AIM OF THE TASK: Your copy runs from the line containing "Please pin the striped" through the last line of the listing, both included. Restate those lines word for word and leave out pictures.

EXTRACTED INFORMATION:
-----

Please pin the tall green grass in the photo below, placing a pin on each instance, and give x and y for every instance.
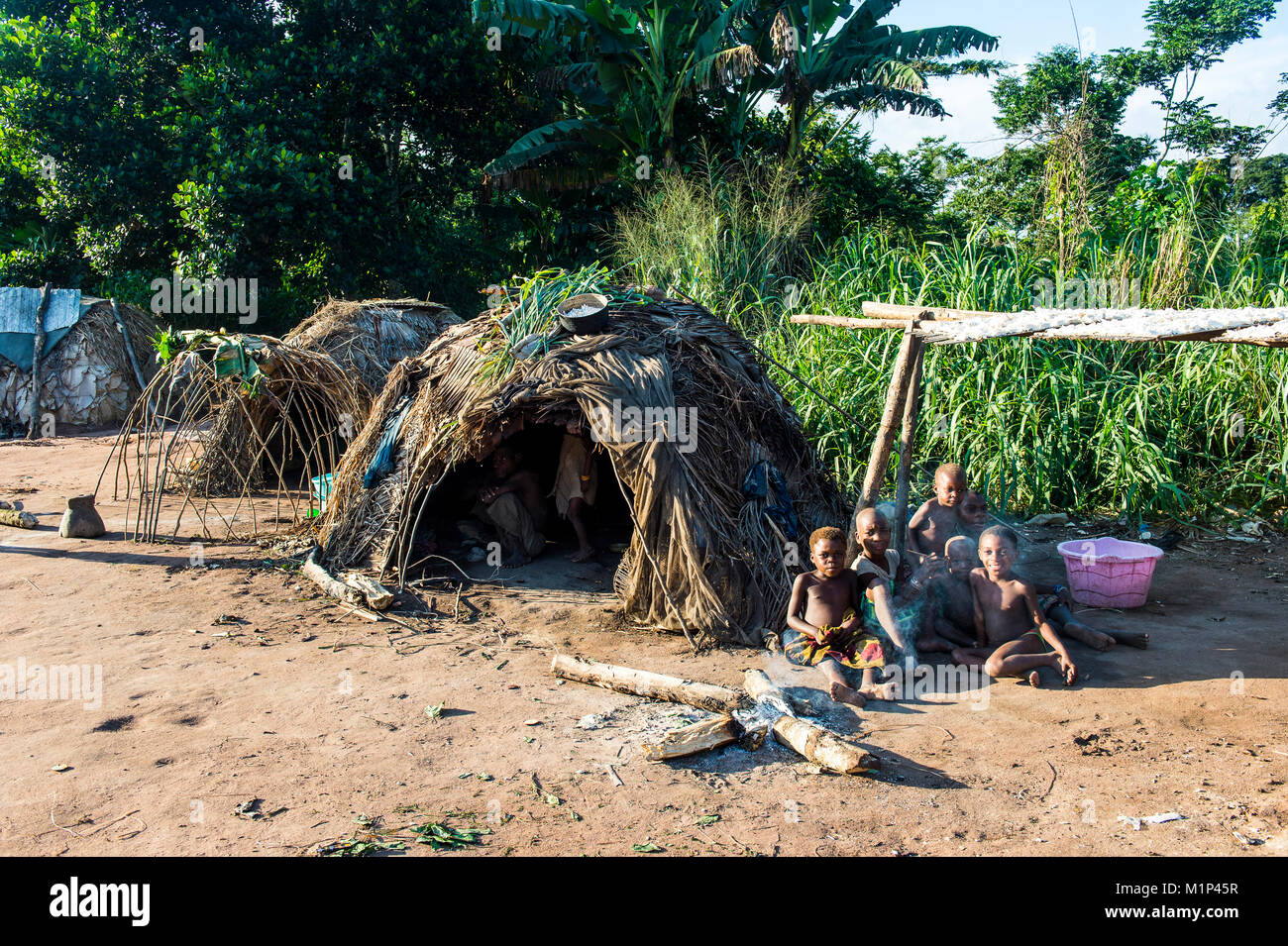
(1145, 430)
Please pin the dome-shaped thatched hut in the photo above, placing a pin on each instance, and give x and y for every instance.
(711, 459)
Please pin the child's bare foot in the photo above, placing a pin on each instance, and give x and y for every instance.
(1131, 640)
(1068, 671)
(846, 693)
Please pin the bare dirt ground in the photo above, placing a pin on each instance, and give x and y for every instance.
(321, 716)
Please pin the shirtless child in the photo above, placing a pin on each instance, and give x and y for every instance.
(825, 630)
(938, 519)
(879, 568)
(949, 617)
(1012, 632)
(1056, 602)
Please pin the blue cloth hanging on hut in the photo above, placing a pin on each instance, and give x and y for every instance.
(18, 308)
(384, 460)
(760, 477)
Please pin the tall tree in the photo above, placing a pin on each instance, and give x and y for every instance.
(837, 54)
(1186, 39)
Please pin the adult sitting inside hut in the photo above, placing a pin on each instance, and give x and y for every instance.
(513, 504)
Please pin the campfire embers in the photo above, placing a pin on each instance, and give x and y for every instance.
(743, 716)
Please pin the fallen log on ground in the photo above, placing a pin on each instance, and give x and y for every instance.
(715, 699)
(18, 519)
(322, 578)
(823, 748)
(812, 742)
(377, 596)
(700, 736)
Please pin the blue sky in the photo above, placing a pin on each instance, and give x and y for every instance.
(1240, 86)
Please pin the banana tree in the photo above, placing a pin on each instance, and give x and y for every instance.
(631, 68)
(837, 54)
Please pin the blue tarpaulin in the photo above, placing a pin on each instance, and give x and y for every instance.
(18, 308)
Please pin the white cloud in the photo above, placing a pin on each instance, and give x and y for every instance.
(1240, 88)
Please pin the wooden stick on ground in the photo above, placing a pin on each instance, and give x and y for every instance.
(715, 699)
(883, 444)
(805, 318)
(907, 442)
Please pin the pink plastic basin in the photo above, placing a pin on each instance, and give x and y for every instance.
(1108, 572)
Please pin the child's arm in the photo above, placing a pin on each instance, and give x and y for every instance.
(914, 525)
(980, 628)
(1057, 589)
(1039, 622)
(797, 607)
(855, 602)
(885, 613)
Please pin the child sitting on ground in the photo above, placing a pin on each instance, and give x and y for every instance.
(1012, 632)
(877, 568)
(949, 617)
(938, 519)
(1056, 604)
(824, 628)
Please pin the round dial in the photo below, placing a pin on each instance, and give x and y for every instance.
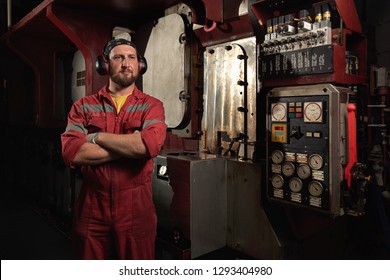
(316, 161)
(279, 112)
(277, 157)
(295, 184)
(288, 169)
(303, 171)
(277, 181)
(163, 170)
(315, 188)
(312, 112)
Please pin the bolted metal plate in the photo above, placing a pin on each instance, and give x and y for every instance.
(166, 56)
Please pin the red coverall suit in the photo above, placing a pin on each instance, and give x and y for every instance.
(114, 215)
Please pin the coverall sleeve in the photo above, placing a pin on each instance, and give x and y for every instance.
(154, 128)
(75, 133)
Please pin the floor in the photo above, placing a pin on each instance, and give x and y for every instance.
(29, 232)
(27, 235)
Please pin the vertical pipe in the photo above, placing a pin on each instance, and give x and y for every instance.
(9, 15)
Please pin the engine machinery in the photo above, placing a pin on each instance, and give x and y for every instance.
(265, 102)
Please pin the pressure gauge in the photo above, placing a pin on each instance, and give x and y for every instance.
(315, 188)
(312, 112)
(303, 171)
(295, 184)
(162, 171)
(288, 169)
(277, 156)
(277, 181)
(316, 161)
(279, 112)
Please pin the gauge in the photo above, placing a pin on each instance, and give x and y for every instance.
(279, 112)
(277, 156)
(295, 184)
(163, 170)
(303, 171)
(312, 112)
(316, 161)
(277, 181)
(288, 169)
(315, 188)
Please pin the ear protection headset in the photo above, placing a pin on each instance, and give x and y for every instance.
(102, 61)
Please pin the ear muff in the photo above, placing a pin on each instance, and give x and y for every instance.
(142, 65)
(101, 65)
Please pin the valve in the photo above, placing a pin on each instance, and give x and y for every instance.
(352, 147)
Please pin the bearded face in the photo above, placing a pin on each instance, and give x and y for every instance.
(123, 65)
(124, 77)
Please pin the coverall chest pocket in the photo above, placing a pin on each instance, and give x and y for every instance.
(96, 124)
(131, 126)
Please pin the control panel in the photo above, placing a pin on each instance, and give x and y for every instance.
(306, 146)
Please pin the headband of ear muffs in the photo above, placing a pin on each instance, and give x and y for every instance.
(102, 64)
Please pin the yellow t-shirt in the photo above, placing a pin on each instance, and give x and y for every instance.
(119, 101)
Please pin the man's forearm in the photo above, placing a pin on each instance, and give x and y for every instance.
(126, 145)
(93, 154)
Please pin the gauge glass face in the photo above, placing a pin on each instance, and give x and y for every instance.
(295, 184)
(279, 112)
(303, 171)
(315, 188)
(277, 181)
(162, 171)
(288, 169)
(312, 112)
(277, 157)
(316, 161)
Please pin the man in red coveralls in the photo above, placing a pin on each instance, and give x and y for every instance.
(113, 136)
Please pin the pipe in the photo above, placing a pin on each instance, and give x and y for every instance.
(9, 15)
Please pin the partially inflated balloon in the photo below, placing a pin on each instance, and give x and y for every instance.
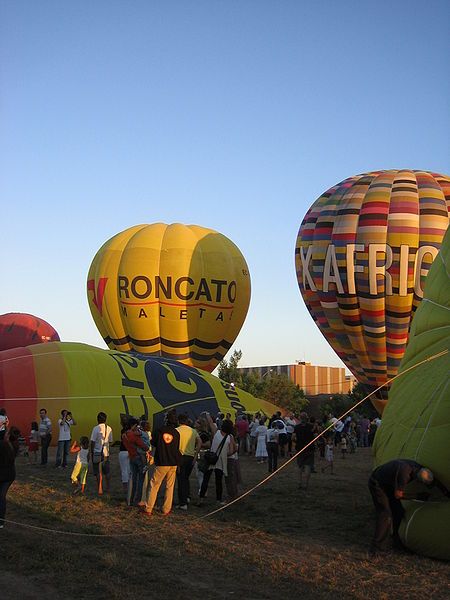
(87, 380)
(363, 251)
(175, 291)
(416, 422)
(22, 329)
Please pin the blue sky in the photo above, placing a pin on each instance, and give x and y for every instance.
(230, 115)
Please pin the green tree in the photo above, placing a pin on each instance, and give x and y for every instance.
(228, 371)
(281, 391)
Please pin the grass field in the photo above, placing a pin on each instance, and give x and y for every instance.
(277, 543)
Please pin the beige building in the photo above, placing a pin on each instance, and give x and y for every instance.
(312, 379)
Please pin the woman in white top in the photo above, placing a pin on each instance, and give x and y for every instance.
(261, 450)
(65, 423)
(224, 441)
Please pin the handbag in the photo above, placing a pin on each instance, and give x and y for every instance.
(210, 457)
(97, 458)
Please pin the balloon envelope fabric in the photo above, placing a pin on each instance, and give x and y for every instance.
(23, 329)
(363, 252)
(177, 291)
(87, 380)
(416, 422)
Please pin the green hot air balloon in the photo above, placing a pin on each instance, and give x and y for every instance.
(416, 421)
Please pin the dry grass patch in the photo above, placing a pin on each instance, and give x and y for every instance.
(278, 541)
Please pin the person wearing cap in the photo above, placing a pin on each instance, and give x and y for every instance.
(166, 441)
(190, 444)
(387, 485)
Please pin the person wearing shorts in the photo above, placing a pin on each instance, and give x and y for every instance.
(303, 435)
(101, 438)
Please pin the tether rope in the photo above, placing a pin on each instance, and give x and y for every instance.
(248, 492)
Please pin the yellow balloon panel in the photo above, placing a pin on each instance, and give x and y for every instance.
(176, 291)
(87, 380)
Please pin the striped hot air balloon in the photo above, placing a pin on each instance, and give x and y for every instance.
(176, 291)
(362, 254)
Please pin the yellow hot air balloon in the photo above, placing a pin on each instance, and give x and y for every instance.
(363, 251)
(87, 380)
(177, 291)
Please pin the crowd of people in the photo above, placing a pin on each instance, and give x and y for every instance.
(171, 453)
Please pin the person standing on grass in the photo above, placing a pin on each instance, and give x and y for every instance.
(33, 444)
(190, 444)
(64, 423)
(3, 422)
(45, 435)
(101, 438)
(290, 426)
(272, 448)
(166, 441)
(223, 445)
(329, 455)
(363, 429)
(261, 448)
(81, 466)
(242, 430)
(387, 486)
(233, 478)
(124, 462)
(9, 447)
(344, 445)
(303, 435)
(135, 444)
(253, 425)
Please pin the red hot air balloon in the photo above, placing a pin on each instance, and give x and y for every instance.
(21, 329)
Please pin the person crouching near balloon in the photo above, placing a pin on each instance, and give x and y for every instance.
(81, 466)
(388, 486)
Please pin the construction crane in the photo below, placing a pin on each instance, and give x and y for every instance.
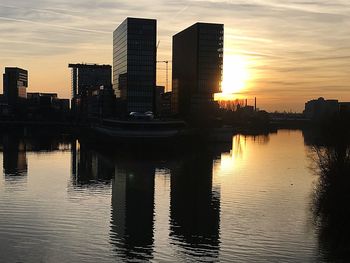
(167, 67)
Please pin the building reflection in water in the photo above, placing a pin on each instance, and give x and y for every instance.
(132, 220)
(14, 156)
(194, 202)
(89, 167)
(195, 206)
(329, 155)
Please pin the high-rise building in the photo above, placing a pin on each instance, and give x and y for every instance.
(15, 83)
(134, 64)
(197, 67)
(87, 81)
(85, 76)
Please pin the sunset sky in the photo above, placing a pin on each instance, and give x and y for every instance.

-----

TASK OUTPUT:
Please pin the striped hot air balloon in the photo above, placing a pin on each instance, and give x and y for every instance.
(176, 291)
(362, 254)
Please pin the yellow hot air balloon in the photo above, placing a pin on each instance, and give x and y for every instance.
(363, 251)
(87, 380)
(177, 291)
Please pin the crowd of people in the photo above, placing a pin on each instance, and give x and y for every instance.
(171, 453)
Please pin the person standing on grass in the photo above, placing a pin on each instance, and give x and y for every instance.
(33, 444)
(190, 444)
(64, 423)
(3, 422)
(45, 435)
(101, 438)
(290, 426)
(272, 448)
(166, 441)
(223, 445)
(329, 455)
(363, 429)
(261, 448)
(81, 466)
(242, 430)
(387, 486)
(233, 478)
(124, 462)
(9, 447)
(344, 445)
(303, 435)
(135, 444)
(253, 425)
Please pin the red hot air balloon in the photo above, placing a pin on each instance, and give x and y for every instance.
(21, 329)
Please pin the person crouching near balloon in the photo above, placing a pin on each instance, and give x and y for every instance.
(81, 466)
(388, 486)
Please pin the construction crane in the photo below, placing a pin on each instance, and give x and y for every instance.
(167, 67)
Please pin the building reflection in water in the photo above, placing a pin on each instance, and give x and y for every instance.
(132, 220)
(14, 156)
(194, 202)
(89, 167)
(195, 206)
(329, 155)
Please pin the high-rise building in the photo above, placing a pin on each instance, and give x and y for every instance.
(15, 83)
(134, 64)
(197, 67)
(87, 81)
(85, 76)
Please pin the sunset sky in the photo above, placing a pin on each instance, and give x and y for every instance.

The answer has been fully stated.